* [GIVEN TASK 1] From the poodle summer coat thread, list the username of each person who posted, along with the date shown for that post.
* [GIVEN TASK 2] List every line of the rows that contains the string "jersey". Case counts.

# How short should a summer coat be?



## Cadency (Apr 4, 2017)

A(nother) question from a poodle owner newbie ... 
We have to decided to try another groomer for Aiden. Groomer number one got 2 chances and after the second visit we decided that it wasn't going to work out.
Hubby came across a woman with a newly groomed mpoo when he was walking Aiden, and he asked about her groomer. I stopped by her salon this past weekend to ask, among other things, whether she did larger dogs, and she said she did. Lots of Q & A later, I made an appointment for end of the month, since that was the earliest slot I could get.
While I was talking to her, she was clipping a little dog, not sure what breed, but it was basically shaved down really short. This was the cut she recommended I get Aiden into because of the hot summer we are likely to have this year, based on the temperatures around the 30 mark we've been having the last few days, and also because ticks are so bad in our area this year. She said it was a number 10 blade cut. I don't know much about blade numbers: is it the lower the number, the longer the cut? Anyway, I thought that the cut on the dog she had just finished struck me as _really_ short. I remember reading somewhere that cutting a poodle's hair too short isn't necessarily going to help keep the dog cooler because it may actually interfere with the coat's heat insulation ability. Plus, I'm worried that (a) Aiden will look weird in a cut that short, and (b) he will be at higher risk of sunburn. I can see her point that it will be easier to spot young ticks if his coat is short (he's cream-coloured), but on the other hand, if his coat is a bit longer, won't it be more difficult for a tick to find it's way down to his skin? 
Not sure what to do. :dontknow::help:
I'd welcome any feedback on this from all you PF experts. :hail:


----------



## Mysticrealm (Jan 31, 2016)

A 10 blade is very short. I generally only do a 10 blade by request, it's not something I usually suggest to clients. Usually a 7 (or sometimes a 9 on my 5n1 blade) is the shortest I recommend.
I don't find that single coated dogs get much if any 'cooling' from their coats. With a white dog if it spends time outside a 5 may be a better choice unless it was quite a thin coat where it leaves a lot of skin showing then a 4 may be better.


----------



## Dechi (Aug 22, 2015)

I use the smaller comb, I don't know which size. But it's kind of short because my dog doesn't have a coarse coat and you can see his pink skin showing.

So you need to build up tolerance to the sun slowly so they don't get sunburned, if they have a coat like that.

* [Rows from a dataset]
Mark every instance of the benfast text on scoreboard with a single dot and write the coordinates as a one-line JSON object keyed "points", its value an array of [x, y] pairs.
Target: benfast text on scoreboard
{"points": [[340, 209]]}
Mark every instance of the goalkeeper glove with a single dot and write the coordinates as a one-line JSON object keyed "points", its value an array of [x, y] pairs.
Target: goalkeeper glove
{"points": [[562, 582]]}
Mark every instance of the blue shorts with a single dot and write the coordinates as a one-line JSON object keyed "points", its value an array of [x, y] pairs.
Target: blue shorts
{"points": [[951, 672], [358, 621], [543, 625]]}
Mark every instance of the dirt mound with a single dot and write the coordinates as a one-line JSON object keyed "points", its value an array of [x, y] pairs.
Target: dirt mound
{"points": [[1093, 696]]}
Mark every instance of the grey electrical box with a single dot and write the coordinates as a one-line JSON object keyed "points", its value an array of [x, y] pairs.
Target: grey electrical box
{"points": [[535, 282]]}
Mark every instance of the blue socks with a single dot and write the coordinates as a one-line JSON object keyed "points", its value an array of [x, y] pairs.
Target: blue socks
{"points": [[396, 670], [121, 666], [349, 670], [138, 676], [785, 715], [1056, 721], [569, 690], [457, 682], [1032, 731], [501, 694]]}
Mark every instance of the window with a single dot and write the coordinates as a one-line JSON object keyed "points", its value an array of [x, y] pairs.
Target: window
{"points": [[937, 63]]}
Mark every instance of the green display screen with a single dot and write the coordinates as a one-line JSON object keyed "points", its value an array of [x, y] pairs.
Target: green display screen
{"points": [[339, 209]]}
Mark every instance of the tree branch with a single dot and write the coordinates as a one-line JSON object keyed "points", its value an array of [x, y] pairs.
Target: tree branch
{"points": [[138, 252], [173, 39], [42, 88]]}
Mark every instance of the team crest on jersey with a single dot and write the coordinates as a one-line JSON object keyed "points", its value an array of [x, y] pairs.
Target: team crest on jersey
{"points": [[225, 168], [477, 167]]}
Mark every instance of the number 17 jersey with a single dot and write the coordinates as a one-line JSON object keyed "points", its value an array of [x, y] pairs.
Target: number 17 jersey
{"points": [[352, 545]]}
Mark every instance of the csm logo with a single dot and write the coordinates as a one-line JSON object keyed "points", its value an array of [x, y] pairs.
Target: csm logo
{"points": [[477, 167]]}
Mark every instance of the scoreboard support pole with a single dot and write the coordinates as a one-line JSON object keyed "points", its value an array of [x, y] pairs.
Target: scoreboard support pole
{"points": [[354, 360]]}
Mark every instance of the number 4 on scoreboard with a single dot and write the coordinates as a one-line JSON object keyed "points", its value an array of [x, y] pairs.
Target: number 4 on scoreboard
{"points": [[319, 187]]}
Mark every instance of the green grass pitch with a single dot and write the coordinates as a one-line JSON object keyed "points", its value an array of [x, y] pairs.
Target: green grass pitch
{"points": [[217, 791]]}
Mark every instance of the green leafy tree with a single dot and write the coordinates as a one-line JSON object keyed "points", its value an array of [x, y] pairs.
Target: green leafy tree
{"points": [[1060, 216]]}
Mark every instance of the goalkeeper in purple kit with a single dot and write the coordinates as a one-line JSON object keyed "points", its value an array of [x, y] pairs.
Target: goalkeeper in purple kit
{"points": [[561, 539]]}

* [COMPLETE OUTPUT 1]
- Cadency (Apr 4, 2017)
- Mysticrealm (Jan 31, 2016)
- Dechi (Aug 22, 2015)

* [COMPLETE OUTPUT 2]
Mark every instance of the team crest on jersey with a single dot and write the coordinates as a one-line JSON object keyed "points", its value an array of [x, y] pairs.
Target: team crest on jersey
Mark every instance of the number 17 jersey with a single dot and write the coordinates as a one-line JSON object keyed "points", its value an array of [x, y] pairs.
Target: number 17 jersey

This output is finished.